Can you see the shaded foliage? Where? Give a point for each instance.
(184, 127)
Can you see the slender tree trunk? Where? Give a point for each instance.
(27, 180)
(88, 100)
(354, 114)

* **GOAL OF THE EXERCISE**
Copy every line of the material above, requests included, but scale each point coordinate in the answers by 2.05 and round it to the nearest whole number, rounding halves up.

* **TASK OUTPUT**
Can you see the shaded foliage? Where? Give a point for each instance.
(377, 260)
Can you see the slender tree trunk? Where? Give a point for each instance.
(55, 369)
(180, 205)
(726, 234)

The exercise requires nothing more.